The ICC and the communities of Timbuktu meet: a first in the fabled city
With Mohamed Salaha
“Timbuktu, fabled city of mystery, renowned seat of learning, city of the 333 Wali (saints) …”. A city where I was born and raised, where I attended high school. A city that gave me everything and to which I am indebted; a city I visit frequently. After a year’s absence, I am back, but this time with two colleagues. I am back, not as an ordinary citizen on a trip home, but as a new recruit to the International Criminal Court (ICC) with a daunting task to accomplish: a ten-day public awareness mission about the work of the Court in Mali. What a challenge! It is an incredible honour for me, a son of the medina, to be part of a mission of international civil servants to my home turf; I am steeped in its culture and know how to reach every section of the population.
This is also the first time that an ICC outreach team has met the communities of Timbuktu who bore the full brunt of the occupation at the hands of Ansar Eddine and Al-Qaida in Islamic Maghreb. The Court is now trying the grave crimes that were committed then.
The Court’s outreach team has been active in Mali for several years, raising public awareness of the mandate of the Court. It holds information sessions with the various communities to give Malians a better understanding of the ICC’s work and the cases related to the situation in Mali − the Al Mahdi and Al Hassan cases. Our public awareness work is aimed at civil society, the authorities, the media and schools among others.
During our time in Timbuktu, my local knowledge and strong ties gained us access to the authorities of the city and their support for our initiatives. On the first day of the mission, we had no problem meeting the authorities to explain why we were in Timbuktu: to inform the population about the Court and the cases concerning Mali. After our brief courtesy visit to their premises, they agreed to support our mission.
Accomplishing the mission was challenging but exciting. All of our activities in the city of the eminent scholar Ahmed Baba were a resounding success. Despite the heightened insecurity in the area and the terrorist threat, we were able to carry out our activities safely, with security support from MINUSMA, the United Nations stabilization mission in Mali.
To talk about the ICC, the Al Mahdi judgment and the Al Hassan trial is not without risk. The armed groups’ sleeper cells may still be present in or around Timbuktu. So we had to remain very vigilant when preparing the activities.
Timbuktu stands at the gateway to the desert, under the scorching sun and sweltering temperatures. It is designated as a red zone in travel advisories. Our outreach mission to Timbuktu was meticulously prepared for over a month. To ensure representative and inclusive participation, I drew on my experience as a son of the city and my in depth knowledge of local civil society, when identifying participants for meetings. This was appreciated by Timbuktu’s interim authorities who attended one of the meetings: “The target audience was suitable and the Timbuktu Region was well-represented in this room. Everything that has been said in this room will be conveyed to the grassroots.”

**Supplied entries**
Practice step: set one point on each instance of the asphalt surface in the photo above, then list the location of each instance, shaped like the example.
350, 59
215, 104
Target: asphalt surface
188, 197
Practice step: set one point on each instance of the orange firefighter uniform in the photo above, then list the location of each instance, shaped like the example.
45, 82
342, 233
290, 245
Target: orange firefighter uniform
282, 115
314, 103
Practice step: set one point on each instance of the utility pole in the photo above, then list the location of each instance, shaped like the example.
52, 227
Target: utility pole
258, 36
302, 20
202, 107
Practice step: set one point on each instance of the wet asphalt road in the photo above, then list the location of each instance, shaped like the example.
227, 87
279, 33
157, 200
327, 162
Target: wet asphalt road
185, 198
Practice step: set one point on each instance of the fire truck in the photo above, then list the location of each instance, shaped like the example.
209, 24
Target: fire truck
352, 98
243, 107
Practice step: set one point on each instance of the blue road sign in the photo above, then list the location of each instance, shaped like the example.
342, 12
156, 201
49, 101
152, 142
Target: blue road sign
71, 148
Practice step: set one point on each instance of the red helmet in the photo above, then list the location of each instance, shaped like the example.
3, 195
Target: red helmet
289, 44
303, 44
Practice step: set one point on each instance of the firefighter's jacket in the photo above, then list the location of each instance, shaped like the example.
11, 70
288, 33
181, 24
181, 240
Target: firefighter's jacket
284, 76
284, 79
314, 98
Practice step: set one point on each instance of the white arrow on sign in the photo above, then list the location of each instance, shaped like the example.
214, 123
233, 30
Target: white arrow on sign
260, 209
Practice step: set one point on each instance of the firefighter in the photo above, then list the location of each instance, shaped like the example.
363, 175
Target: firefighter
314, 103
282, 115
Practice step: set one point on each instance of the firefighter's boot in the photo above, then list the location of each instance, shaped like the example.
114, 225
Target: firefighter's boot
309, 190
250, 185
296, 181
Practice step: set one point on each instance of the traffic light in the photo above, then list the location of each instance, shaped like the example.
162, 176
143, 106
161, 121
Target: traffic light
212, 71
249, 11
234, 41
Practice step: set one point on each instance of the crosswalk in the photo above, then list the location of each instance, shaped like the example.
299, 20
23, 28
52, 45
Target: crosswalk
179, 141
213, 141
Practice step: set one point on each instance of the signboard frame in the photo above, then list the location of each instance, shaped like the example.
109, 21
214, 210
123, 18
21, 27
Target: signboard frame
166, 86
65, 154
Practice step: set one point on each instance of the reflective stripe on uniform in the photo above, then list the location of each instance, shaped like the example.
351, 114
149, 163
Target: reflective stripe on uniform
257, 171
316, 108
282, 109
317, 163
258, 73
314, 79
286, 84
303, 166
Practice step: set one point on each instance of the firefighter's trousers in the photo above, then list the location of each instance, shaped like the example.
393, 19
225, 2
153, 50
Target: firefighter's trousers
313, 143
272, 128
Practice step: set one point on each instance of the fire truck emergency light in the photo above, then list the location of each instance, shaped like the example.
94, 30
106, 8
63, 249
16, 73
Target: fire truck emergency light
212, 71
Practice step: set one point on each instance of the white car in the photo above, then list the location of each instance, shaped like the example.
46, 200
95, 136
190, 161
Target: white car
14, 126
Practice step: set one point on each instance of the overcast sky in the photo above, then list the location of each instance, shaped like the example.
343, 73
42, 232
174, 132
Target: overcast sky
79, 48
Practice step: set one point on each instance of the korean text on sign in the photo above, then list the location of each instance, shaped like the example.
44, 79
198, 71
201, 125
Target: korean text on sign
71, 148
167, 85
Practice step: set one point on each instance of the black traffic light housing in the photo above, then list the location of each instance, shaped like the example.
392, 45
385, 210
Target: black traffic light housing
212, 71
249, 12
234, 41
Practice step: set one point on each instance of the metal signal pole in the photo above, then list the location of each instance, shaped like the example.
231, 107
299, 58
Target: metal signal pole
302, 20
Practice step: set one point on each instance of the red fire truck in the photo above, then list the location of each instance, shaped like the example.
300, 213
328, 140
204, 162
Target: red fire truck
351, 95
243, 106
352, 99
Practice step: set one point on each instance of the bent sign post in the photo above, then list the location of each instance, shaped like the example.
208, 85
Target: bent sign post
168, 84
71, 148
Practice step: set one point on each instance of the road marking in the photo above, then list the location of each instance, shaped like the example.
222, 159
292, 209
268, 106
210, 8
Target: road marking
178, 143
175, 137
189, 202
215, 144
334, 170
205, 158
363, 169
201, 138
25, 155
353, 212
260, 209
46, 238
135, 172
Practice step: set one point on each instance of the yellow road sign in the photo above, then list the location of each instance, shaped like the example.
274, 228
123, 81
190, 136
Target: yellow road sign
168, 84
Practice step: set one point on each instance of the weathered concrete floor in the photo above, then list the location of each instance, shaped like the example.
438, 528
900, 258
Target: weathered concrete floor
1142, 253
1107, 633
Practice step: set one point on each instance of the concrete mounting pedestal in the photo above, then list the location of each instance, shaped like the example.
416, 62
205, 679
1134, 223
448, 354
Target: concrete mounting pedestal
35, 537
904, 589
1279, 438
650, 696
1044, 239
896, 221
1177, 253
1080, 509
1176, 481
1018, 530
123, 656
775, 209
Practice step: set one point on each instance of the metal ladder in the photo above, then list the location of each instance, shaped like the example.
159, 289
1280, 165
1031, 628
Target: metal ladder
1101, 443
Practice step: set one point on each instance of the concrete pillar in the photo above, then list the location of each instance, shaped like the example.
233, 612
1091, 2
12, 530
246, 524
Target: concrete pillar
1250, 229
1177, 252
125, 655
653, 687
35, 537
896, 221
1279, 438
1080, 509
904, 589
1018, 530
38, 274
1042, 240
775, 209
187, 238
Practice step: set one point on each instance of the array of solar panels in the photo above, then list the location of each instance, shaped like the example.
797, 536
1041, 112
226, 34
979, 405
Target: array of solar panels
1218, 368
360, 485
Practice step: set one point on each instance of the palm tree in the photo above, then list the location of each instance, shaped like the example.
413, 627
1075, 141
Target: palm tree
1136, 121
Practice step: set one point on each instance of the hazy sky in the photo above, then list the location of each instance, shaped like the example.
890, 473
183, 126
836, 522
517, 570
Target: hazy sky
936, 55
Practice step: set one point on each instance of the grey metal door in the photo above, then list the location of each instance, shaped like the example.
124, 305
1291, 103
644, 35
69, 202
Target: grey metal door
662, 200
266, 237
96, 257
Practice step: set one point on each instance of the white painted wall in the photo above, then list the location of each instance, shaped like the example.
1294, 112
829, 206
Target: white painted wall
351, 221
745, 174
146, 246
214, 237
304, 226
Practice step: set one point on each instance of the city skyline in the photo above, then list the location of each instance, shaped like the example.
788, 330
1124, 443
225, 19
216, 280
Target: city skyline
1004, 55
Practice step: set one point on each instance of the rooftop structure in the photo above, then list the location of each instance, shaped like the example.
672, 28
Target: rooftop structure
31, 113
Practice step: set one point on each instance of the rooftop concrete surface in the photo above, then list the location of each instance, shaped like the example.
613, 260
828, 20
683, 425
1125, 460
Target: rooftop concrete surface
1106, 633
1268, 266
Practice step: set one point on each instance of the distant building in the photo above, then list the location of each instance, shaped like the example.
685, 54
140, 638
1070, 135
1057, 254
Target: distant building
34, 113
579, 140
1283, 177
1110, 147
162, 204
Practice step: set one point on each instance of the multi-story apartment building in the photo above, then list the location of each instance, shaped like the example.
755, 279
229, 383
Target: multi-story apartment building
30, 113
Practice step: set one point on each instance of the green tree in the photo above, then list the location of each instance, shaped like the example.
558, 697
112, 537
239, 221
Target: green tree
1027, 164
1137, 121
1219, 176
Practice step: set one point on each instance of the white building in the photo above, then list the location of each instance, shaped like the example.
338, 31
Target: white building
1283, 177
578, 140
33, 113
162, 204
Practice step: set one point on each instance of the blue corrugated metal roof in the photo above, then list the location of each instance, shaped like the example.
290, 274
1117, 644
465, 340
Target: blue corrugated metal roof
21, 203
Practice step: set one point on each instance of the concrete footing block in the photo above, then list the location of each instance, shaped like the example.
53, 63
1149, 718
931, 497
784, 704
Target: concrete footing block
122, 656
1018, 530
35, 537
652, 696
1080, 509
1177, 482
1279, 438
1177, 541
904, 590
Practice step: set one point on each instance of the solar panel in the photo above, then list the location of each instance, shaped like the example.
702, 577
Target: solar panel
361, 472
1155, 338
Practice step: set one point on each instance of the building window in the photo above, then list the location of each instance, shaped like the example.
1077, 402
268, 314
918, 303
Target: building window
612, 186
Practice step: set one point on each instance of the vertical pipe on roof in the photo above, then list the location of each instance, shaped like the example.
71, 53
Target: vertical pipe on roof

**Tasks to carry out**
[a] According to the account of the ICC outreach mission to Timbuktu, which organization provided security support for the team's activities?
[b] From the account of the ICC outreach mission to Timbuktu, echo the passage that begins at the words "Accomplishing the mission" and stops after the words "mission in Mali.".

**Solutions to the problems**
[a] MINUSMA, the United Nations stabilization mission in Mali.

[b]
Accomplishing the mission was challenging but exciting. All of our activities in the city of the eminent scholar Ahmed Baba were a resounding success. Despite the heightened insecurity in the area and the terrorist threat, we were able to carry out our activities safely, with security support from MINUSMA, the United Nations stabilization mission in Mali.